[Selected text]
━━━━━━━━━━━━━━━━
IT WAS the Revd Bryan Hackett, Priest-in-Charge of St Mary’s, Prestwich, who had the idea of mounting a series of Stations of the Resurrection around the nave of one of the oldest, most atmospheric medieval churches of the Manchester diocese. Casting around for an artist of similar vision, he stumbled across just such a series painted by the Malvern-based artist Nigel Groom.
A glance at the internet showed Groom’s paintings to be perfect for the task. First displayed at Buckfast Abbey in 2010, and conceived from the outset as a sequence, his Stations of the Resurrection are evocative, beautifully compact, and strikingly contrasted: icons in their way, each a tiny window into some aspect of the events between the resurrection and Pentecost, as evoked in the Gospels and Acts.
It was Sister Laurentia of Stanbrook Abbey, then based outside Worcester before it moved to the North York Moors, who first suggested to Groom, a former member of an Augustinian community, African lay worker, retired Jungian therapist, and now a spiritual adviser as well as visionary artist, the idea of following his 2009 Stations of the Cross sequence with Stations of the Resurrection — a kind of via lucis to take up from the via crucis: an idea explored by a number of earlier artists looking to devise, with varying selections, an informal “sequence”.
The suggestion sent Groom back to rereading later parts of the Gospels with a fresh eye. The results, as witnessed at St Mary’s, are striking. Each of the 12 images catches the nave’s shifting light in an appealing way; each draws the eye inexorably to prise out a text-related message. All are in acrylics, but the methods vary, suggesting perhaps half a dozen basic root ideas.
━━━━━━━━━━━━━━━━
[Entries provided]
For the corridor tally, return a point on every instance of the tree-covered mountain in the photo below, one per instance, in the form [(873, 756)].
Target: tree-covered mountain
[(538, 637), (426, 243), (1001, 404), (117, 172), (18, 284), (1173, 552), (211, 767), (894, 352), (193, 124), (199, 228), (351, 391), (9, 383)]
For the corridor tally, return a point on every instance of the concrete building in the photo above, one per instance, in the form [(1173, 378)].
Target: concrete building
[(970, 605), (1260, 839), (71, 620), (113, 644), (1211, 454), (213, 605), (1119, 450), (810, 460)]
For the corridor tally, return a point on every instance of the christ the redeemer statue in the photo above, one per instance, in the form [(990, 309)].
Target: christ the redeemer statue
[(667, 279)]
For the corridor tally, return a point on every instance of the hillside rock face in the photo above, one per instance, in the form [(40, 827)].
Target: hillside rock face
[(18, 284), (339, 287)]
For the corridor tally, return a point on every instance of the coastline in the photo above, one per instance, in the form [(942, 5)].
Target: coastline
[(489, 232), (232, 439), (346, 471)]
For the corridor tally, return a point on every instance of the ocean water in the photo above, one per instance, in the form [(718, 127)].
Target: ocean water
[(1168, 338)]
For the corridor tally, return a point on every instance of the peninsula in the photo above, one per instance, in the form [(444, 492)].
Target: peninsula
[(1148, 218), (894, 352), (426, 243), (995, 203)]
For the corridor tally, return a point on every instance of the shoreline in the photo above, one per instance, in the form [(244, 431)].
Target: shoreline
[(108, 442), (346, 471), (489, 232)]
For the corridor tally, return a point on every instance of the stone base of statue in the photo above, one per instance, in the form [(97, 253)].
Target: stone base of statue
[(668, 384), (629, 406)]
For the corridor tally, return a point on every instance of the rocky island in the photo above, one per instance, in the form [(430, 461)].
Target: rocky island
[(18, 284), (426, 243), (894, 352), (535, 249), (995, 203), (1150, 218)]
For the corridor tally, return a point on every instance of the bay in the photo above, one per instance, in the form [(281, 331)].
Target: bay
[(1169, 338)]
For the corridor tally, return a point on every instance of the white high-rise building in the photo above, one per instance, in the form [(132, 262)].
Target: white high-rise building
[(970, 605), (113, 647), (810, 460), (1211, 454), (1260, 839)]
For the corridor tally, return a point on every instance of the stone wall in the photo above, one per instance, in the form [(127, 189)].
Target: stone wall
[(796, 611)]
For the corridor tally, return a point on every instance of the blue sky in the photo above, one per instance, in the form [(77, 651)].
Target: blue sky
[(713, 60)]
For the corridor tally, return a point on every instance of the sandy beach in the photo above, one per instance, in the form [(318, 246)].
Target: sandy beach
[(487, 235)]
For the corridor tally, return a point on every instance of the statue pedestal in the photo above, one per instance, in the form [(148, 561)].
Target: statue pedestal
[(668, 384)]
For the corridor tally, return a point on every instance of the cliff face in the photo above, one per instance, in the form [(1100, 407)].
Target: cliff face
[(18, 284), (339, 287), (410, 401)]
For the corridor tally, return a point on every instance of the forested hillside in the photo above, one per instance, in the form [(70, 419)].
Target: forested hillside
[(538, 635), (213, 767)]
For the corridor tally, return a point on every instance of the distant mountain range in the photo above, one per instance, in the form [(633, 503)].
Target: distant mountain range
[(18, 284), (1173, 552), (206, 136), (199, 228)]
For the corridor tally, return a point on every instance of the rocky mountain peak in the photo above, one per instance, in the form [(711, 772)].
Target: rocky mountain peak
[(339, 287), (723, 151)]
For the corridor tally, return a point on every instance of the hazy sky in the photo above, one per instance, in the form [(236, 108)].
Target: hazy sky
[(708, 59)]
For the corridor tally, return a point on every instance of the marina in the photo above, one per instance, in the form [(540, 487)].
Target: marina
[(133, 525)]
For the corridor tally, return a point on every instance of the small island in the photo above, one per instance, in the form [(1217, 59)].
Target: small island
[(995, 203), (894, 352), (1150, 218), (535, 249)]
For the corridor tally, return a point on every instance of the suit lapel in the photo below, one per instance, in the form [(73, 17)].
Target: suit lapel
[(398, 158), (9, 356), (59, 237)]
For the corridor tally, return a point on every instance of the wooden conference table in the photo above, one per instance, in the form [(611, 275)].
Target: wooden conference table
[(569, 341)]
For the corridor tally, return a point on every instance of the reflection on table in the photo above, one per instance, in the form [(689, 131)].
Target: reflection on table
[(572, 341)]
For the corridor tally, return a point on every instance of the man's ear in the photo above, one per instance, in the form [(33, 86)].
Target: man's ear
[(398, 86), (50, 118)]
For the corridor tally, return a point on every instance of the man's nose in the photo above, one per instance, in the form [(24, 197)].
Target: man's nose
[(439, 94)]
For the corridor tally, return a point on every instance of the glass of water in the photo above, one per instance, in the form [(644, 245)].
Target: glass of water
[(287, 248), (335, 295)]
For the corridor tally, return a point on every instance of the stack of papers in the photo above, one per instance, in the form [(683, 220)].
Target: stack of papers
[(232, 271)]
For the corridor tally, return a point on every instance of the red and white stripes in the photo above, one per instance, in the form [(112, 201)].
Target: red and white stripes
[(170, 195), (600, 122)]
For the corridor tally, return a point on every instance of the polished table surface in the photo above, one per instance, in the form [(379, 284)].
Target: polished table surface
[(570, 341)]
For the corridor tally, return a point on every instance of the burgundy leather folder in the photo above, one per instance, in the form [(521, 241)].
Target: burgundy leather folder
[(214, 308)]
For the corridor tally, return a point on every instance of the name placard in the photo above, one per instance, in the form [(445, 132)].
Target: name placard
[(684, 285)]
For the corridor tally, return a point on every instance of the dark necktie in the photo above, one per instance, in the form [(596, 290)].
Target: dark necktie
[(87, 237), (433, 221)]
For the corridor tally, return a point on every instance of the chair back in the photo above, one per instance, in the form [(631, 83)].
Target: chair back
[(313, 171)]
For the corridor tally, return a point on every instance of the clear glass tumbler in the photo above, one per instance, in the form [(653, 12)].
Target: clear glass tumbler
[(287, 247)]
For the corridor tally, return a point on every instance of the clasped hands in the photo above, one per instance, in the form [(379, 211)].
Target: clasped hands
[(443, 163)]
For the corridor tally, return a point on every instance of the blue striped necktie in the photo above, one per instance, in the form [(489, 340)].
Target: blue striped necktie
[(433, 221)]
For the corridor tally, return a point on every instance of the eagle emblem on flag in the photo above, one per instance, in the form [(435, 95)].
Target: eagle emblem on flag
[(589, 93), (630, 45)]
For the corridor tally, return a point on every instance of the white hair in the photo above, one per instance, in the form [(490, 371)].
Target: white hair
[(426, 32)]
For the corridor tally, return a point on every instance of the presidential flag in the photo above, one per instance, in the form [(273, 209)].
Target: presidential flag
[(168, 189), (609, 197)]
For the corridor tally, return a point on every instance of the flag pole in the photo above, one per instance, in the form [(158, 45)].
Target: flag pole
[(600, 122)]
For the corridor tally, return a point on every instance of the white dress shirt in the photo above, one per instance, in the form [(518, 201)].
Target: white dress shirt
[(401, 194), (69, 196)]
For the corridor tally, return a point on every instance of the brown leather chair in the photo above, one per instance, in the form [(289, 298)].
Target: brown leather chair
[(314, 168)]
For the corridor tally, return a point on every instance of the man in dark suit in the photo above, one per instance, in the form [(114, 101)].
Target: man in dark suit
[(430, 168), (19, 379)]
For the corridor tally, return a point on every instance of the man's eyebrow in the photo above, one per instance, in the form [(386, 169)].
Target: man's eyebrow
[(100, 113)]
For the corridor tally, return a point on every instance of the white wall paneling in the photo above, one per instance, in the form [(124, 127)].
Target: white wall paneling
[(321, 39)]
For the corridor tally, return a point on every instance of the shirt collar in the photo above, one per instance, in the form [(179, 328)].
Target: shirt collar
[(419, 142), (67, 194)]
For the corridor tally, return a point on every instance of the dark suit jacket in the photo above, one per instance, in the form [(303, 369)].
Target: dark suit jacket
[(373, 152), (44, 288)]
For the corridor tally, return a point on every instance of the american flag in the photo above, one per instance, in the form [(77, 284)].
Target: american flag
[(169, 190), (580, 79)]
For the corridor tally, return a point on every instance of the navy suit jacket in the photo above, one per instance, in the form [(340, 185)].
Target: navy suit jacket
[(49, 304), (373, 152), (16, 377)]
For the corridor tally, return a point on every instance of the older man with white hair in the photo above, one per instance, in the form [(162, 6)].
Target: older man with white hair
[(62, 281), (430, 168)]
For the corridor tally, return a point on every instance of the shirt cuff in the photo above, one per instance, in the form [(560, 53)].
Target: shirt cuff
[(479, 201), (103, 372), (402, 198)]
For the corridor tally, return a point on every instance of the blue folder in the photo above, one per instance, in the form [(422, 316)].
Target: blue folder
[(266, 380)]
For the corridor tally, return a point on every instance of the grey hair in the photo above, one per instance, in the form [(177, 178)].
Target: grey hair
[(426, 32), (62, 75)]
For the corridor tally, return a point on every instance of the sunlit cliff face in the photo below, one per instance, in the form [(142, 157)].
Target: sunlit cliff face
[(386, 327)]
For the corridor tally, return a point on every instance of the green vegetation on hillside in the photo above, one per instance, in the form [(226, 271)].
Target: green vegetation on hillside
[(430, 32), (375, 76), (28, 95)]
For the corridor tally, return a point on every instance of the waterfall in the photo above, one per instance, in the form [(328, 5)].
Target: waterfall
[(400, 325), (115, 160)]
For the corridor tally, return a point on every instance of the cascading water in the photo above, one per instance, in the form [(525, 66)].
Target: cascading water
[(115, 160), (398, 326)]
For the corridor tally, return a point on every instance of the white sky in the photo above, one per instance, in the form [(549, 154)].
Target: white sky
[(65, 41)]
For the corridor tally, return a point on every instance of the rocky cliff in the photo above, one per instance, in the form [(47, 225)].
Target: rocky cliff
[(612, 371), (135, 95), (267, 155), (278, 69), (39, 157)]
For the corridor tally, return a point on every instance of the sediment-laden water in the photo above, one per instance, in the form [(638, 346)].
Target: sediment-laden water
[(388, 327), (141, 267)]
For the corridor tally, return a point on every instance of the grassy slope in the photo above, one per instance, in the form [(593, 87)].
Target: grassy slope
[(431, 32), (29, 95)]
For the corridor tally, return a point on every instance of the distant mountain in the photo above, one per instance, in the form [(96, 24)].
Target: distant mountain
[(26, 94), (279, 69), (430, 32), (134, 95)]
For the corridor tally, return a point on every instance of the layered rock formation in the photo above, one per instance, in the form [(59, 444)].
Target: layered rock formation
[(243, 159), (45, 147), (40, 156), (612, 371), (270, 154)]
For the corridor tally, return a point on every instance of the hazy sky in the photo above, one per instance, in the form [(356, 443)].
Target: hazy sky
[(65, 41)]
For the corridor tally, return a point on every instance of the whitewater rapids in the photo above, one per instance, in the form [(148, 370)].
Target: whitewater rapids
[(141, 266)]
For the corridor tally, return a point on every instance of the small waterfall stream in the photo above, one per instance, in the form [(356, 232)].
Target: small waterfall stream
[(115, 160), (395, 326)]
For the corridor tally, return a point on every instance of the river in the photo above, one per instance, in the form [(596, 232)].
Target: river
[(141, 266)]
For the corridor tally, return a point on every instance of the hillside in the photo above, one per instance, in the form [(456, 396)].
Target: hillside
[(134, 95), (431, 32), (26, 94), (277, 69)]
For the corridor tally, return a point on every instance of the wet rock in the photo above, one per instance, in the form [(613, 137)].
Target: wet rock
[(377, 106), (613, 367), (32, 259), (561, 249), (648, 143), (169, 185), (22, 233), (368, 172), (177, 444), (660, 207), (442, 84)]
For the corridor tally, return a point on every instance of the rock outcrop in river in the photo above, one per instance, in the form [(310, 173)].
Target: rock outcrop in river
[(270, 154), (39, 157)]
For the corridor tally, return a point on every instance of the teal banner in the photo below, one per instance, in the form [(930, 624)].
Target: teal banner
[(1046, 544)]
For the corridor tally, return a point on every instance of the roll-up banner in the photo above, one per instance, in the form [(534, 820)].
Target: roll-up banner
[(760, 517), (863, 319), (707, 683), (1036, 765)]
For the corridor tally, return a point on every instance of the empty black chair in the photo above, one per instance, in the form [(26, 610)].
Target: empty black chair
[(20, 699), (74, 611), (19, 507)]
━━━━━━━━━━━━━━━━
[What this task involves]
Pick up the article on Nigel Groom's Stations of the Resurrection after its last sentence and carry it on. The data has no connection to the article on Nigel Groom's Stations of the Resurrection.

[Expected answer]
A candle-like Pentecostal flame, red and yellow, licks round a firm, rather dominant white cross in a side aisle: abstract, but urgent and alive. A comparable abstract — blocks of scarlet and black, solid, reassuring — represents “He is not here, he has been raised,” the first in the sequence. By contrast, “Then their eyes were opened”, a strongly lit white Christ presiding afresh as at the Last Supper, is set against beguiling, calming blues, which reappear for a comforting but mysterious companion piece “Come and have breakfast” (John 21.9-14). The former presides prominently above the chancel; the latter (no. 8) lures you to the north-west corner.
Dominating the west (tower) end of St Mary’s is Groom’s response to the ascension, one of three paintings where he has not been afraid, as he puts it, to “wield the palette knife and throw paint around”. The flurry of whirling, many-coloured acrylics put me in mind of my first visit to a major Gallery of Modern Art, in Basle, countless years ago, where Legers and Miros and Kandinskys left one goggle-eyed with youthful amazement. What is exciting here (as also in no. 12, “Saul, Saul, why do you persecute me?”) is the way in which Groom contrives amid the elaborate tracery, tumbling and cascading, to let the figures of Christ and Paul peer eerily through the efflorescence of colour.
A similar eeriness peoples three images (the entire sequence is done on 3ft-square canvases) in which warm layerings of blue, yellow, and orange skies (as in no. 10, “Remember, I am with you always”, or no. 4, the Road to Emmaus sequence from Luke 24) rise above purple or, in the latter, shadowed landscapes.
Groom goes one further in “Do not hold on to me”, in which the risen Christ warns the reaching Mary Magdalene that he is not yet ascended. The geometric way in which a rectangle houses the two figures, and their silhouetting against a serenely layered sky that seems to proclaim hope and renewal, is typical of the reflection and insight of Groom’s work.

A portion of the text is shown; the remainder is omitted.